Data records

>> Start

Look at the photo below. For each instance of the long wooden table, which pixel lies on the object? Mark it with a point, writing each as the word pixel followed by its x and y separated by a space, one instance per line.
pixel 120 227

>> End
>> Start

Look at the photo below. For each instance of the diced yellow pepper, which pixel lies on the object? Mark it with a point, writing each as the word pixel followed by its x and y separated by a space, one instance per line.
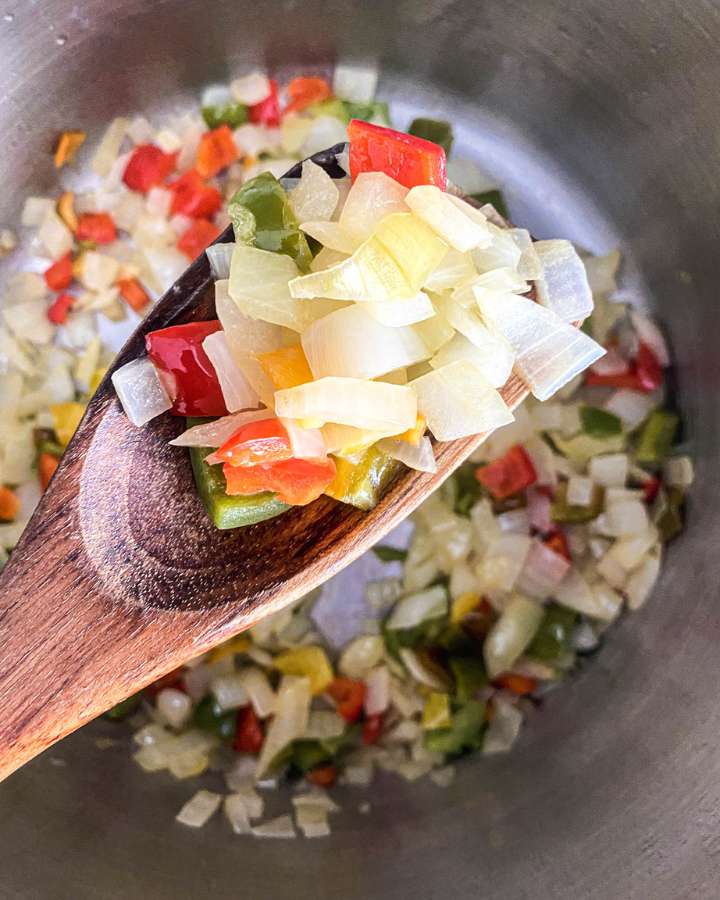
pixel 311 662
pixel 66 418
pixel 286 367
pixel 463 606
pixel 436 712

>> End

What you need to do
Reproduce the lines from the one containing "Look at the photo below. For each instance of the long" up to and including the one containing "pixel 120 227", swapping "wooden" for "oak" and keeping everything else the same. Give only those lines.

Result below
Look at the photo below. For each instance of the long oak table, which pixel lies on the object? Mark it with a point, writing each as the word pixel followed by its x and y separated by a space, one instance per line.
pixel 120 227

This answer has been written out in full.